* Stated problem *
Convert every line of the items below into a Markdown table with two columns, Row and Entry. Row holds each line's number and Entry holds the line itself, with blank lines left out.

········

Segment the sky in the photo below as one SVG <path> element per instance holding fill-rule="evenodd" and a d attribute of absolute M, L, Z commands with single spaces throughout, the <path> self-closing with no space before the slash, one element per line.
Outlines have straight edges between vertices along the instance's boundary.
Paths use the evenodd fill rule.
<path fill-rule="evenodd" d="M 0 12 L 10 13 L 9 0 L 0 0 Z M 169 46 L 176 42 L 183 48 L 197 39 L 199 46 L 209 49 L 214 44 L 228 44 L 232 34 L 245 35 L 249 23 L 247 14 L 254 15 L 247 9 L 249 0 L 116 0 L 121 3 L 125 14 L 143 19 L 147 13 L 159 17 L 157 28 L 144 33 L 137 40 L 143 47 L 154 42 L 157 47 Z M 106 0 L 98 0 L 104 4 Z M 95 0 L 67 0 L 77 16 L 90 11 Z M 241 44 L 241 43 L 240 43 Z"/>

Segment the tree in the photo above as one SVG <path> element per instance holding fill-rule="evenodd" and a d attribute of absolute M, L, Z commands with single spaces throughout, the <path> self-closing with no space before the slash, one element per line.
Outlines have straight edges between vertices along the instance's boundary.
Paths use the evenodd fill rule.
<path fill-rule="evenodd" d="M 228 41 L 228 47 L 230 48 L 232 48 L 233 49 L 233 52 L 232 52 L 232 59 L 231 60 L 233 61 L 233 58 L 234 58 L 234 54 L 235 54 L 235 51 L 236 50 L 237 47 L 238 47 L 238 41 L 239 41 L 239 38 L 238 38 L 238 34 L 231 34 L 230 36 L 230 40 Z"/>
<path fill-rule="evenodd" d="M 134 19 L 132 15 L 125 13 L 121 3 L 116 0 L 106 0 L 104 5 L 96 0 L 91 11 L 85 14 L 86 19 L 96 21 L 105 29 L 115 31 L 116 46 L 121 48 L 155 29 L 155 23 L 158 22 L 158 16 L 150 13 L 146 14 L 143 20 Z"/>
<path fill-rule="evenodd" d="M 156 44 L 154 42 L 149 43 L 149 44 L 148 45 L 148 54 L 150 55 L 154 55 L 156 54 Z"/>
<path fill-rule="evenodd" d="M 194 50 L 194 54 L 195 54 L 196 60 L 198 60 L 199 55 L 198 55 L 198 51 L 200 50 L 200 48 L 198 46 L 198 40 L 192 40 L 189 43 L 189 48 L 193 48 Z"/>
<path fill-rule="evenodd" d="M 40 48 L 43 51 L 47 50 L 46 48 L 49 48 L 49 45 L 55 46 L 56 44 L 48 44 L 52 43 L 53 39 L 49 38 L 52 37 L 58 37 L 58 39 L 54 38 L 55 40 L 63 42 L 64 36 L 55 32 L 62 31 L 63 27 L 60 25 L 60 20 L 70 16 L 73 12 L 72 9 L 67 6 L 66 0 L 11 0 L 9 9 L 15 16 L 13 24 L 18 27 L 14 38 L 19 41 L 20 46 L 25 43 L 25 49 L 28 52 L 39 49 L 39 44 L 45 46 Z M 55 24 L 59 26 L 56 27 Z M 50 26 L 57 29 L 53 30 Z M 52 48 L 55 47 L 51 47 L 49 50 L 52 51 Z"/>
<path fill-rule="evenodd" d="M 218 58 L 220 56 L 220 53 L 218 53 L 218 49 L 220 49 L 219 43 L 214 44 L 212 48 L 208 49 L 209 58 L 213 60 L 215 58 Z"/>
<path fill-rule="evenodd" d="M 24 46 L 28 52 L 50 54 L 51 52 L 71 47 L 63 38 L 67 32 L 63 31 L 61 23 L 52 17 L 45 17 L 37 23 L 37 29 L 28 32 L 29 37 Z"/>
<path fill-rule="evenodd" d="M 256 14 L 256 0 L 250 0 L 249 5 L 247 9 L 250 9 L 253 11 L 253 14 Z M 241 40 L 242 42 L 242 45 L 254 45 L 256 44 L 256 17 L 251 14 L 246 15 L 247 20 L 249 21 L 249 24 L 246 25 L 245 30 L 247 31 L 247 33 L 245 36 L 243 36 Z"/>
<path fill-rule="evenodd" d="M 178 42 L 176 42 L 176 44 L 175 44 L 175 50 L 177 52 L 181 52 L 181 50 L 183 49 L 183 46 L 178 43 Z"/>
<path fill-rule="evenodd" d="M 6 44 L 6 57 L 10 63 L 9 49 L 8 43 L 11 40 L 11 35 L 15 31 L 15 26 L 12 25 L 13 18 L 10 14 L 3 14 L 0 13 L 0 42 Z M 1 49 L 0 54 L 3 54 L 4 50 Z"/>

········

* Result for this exercise *
| Row | Entry |
|---|---|
| 1 | Segment the sky in the photo below as one SVG <path> element per instance holding fill-rule="evenodd" and a d attribute of absolute M, L, Z commands with single spaces throughout, the <path> self-closing with no space before the slash, one element per line. |
| 2 | Outlines have straight edges between vertices along the instance's boundary. |
| 3 | Paths use the evenodd fill rule. |
| 4 | <path fill-rule="evenodd" d="M 0 12 L 10 13 L 9 0 L 0 0 Z M 169 46 L 176 42 L 183 48 L 197 39 L 199 46 L 209 49 L 214 44 L 228 44 L 232 34 L 245 35 L 249 23 L 247 14 L 254 15 L 247 9 L 249 0 L 116 0 L 121 3 L 125 14 L 143 19 L 147 13 L 159 17 L 157 28 L 144 33 L 137 40 L 143 47 L 154 42 L 157 47 Z M 106 0 L 98 0 L 104 4 Z M 95 0 L 67 0 L 77 16 L 90 11 Z M 241 44 L 241 43 L 240 43 Z"/> |
| 5 | Segment the tree in the photo above as one SVG <path> element per instance holding fill-rule="evenodd" and a d attribute of absolute M, L, Z commands with single spaces throughout, the <path> self-closing with no space before the slash, one element per line. |
| 6 | Outlines have straight edges between vertices along the instance's boundary. |
| 7 | Paths use the evenodd fill rule. |
| 8 | <path fill-rule="evenodd" d="M 228 41 L 228 47 L 230 48 L 232 48 L 233 49 L 233 52 L 232 52 L 232 59 L 231 60 L 233 61 L 233 58 L 234 58 L 234 54 L 235 54 L 235 51 L 236 50 L 237 47 L 238 47 L 238 41 L 239 41 L 239 38 L 238 38 L 238 34 L 231 34 L 230 36 L 230 40 Z"/> |
| 9 | <path fill-rule="evenodd" d="M 134 19 L 132 15 L 125 13 L 121 3 L 116 0 L 106 0 L 104 5 L 96 0 L 91 11 L 85 14 L 86 19 L 96 21 L 105 29 L 115 31 L 116 46 L 121 48 L 155 29 L 155 23 L 158 22 L 158 16 L 150 13 L 146 14 L 143 20 Z"/> |
| 10 | <path fill-rule="evenodd" d="M 156 44 L 154 42 L 149 43 L 149 44 L 148 45 L 148 54 L 150 55 L 154 55 L 156 54 Z"/> |
| 11 | <path fill-rule="evenodd" d="M 194 50 L 194 54 L 195 54 L 196 60 L 198 60 L 199 55 L 198 55 L 198 51 L 200 50 L 200 48 L 198 46 L 198 40 L 192 40 L 189 43 L 189 48 L 193 48 Z"/> |
| 12 | <path fill-rule="evenodd" d="M 40 48 L 43 51 L 47 50 L 46 48 L 49 48 L 49 45 L 55 46 L 56 44 L 48 44 L 52 43 L 53 39 L 49 38 L 52 37 L 58 37 L 58 39 L 54 38 L 55 40 L 63 42 L 64 36 L 55 32 L 62 31 L 63 27 L 60 25 L 60 20 L 70 16 L 73 12 L 72 9 L 67 6 L 66 0 L 11 0 L 9 9 L 15 16 L 13 24 L 18 27 L 14 38 L 19 41 L 20 46 L 25 43 L 25 49 L 28 52 L 39 49 L 39 44 L 45 46 Z M 55 24 L 59 26 L 56 27 Z M 50 26 L 57 29 L 53 30 Z M 52 48 L 55 47 L 51 47 L 49 50 L 52 51 Z"/> |
| 13 | <path fill-rule="evenodd" d="M 218 58 L 220 56 L 220 53 L 218 53 L 218 49 L 220 49 L 219 43 L 214 44 L 212 48 L 208 49 L 209 58 L 213 60 L 215 58 Z"/> |
| 14 | <path fill-rule="evenodd" d="M 24 46 L 28 52 L 50 54 L 51 52 L 71 47 L 63 38 L 67 32 L 63 31 L 61 23 L 52 17 L 45 17 L 37 23 L 37 29 L 28 32 L 29 37 Z"/> |
| 15 | <path fill-rule="evenodd" d="M 256 14 L 256 0 L 250 0 L 249 5 L 247 9 L 250 9 L 253 11 L 253 14 Z M 241 40 L 242 42 L 242 45 L 254 45 L 256 44 L 256 17 L 251 14 L 246 15 L 247 20 L 249 21 L 249 24 L 246 25 L 245 30 L 247 31 L 247 33 L 245 36 L 243 36 Z"/> |
| 16 | <path fill-rule="evenodd" d="M 178 42 L 176 42 L 176 44 L 175 44 L 175 50 L 177 52 L 181 52 L 181 50 L 183 49 L 183 46 L 178 43 Z"/> |
| 17 | <path fill-rule="evenodd" d="M 6 44 L 6 57 L 10 63 L 9 49 L 8 43 L 11 40 L 11 35 L 15 31 L 15 26 L 12 25 L 13 18 L 10 14 L 3 14 L 0 13 L 0 42 Z M 1 49 L 0 54 L 3 54 L 4 50 Z"/> |